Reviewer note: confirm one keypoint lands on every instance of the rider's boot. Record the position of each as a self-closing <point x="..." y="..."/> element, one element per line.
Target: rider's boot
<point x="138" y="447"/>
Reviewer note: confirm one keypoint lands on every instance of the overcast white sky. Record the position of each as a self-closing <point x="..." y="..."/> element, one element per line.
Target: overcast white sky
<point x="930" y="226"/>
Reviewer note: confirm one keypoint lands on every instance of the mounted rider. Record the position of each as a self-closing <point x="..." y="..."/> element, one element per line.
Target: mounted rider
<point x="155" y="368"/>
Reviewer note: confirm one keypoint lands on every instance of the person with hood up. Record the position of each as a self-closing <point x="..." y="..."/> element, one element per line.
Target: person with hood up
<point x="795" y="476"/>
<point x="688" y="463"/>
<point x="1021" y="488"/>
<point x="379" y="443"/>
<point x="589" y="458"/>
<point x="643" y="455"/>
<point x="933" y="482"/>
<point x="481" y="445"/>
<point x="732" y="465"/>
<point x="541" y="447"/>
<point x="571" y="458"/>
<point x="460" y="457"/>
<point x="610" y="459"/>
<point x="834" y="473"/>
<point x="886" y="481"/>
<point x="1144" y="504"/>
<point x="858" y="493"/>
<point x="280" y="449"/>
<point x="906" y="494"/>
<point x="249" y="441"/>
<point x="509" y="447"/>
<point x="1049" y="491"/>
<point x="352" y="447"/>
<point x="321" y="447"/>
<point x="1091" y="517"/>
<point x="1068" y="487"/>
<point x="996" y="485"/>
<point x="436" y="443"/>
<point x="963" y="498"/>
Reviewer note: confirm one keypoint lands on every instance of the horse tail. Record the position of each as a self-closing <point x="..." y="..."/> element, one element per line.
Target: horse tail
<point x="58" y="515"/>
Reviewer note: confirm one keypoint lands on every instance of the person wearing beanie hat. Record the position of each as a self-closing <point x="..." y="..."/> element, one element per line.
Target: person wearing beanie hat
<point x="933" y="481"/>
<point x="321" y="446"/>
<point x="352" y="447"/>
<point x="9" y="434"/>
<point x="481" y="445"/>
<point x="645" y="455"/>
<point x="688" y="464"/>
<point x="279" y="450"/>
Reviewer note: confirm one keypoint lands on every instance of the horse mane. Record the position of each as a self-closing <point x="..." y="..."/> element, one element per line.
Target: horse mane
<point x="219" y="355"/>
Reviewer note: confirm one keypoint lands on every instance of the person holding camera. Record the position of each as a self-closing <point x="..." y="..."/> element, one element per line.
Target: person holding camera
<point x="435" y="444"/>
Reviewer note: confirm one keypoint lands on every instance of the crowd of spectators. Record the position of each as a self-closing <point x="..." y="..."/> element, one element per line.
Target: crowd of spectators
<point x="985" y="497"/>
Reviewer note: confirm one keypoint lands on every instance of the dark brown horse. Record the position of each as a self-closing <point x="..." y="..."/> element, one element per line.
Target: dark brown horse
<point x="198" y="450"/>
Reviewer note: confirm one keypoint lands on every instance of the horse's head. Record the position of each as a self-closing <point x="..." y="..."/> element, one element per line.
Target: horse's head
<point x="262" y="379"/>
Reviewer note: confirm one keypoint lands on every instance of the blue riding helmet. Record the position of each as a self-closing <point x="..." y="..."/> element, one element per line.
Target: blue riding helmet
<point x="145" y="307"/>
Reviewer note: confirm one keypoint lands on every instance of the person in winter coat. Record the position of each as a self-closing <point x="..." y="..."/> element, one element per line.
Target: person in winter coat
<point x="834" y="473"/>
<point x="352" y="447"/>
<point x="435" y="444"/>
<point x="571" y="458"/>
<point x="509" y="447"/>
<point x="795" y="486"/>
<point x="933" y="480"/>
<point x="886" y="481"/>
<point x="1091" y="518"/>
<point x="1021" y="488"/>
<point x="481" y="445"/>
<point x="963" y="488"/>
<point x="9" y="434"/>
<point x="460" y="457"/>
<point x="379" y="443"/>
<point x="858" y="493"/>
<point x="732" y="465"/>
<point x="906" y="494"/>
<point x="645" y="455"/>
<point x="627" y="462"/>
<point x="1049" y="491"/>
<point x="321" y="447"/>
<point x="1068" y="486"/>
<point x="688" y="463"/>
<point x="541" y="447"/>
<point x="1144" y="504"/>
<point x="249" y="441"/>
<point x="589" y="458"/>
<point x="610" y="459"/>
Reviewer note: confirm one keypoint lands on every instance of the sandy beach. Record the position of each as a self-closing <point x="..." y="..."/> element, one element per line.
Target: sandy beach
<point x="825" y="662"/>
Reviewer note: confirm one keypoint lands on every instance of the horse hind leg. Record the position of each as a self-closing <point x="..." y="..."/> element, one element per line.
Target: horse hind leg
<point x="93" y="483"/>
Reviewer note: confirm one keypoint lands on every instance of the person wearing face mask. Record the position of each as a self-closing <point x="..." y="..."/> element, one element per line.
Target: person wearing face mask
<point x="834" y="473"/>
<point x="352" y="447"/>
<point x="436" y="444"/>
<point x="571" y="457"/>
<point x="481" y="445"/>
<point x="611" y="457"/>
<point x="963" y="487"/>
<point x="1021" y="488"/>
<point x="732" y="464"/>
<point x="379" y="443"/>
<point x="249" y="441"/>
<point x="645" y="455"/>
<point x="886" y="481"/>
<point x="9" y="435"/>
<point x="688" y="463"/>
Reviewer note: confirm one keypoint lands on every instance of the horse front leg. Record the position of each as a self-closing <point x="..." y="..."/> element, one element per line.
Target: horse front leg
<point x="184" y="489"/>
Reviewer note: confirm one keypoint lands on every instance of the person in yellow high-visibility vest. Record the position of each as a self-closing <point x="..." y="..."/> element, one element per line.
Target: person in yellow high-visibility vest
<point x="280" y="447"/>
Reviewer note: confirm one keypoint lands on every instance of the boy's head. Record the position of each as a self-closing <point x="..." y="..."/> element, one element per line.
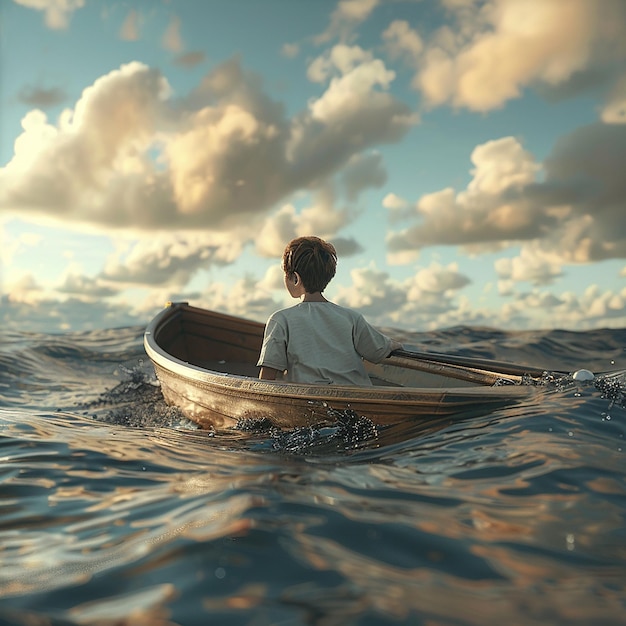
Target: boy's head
<point x="314" y="260"/>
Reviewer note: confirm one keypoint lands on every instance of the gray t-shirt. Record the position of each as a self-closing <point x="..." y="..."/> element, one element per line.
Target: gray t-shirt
<point x="321" y="342"/>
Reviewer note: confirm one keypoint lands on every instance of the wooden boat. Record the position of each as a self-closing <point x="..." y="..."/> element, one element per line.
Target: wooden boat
<point x="206" y="364"/>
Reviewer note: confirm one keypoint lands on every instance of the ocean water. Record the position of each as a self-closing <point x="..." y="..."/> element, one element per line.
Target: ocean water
<point x="115" y="510"/>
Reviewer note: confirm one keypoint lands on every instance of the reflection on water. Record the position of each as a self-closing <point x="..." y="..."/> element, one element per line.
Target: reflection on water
<point x="113" y="510"/>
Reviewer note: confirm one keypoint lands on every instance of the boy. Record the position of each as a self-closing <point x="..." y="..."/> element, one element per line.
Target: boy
<point x="318" y="341"/>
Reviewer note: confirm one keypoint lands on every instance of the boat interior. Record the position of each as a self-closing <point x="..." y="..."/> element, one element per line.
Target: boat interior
<point x="229" y="345"/>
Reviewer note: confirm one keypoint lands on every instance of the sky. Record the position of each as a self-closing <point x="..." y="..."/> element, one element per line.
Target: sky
<point x="467" y="158"/>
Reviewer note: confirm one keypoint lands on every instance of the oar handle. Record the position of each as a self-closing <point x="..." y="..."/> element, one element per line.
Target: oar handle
<point x="466" y="361"/>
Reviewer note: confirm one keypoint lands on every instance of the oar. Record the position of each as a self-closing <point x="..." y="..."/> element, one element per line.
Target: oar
<point x="472" y="362"/>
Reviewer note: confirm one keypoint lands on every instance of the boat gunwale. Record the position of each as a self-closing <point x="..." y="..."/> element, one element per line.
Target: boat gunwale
<point x="226" y="382"/>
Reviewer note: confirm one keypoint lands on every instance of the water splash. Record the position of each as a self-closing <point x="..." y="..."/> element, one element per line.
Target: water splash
<point x="613" y="388"/>
<point x="136" y="402"/>
<point x="346" y="430"/>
+---+
▶ [Assignment]:
Only the lines from the first line of the records through the line with "the person with" should be reproduced, exactly and with nothing added.

▶ [Result of this exercise]:
Reviewer note: confirm one keypoint lands on every instance of the rider's boot. Record the position of each as a self-closing <point x="..." y="..."/> element, one element per line.
Target: rider's boot
<point x="138" y="447"/>
Reviewer note: confirm one keypoint lands on every instance of the overcast white sky. Record the position of each as a self-closing <point x="..." y="..."/> element, one element per line.
Target: overcast white sky
<point x="930" y="226"/>
Reviewer note: confirm one keypoint lands on every instance of the mounted rider. Record the position of each as a self-closing <point x="..." y="..."/> element, one element per line.
Target: mounted rider
<point x="155" y="368"/>
Reviewer note: confirm one keypoint lands on every instance of the person with hood up. Record the position of each as a self-closing <point x="..." y="..."/> element, one element per line.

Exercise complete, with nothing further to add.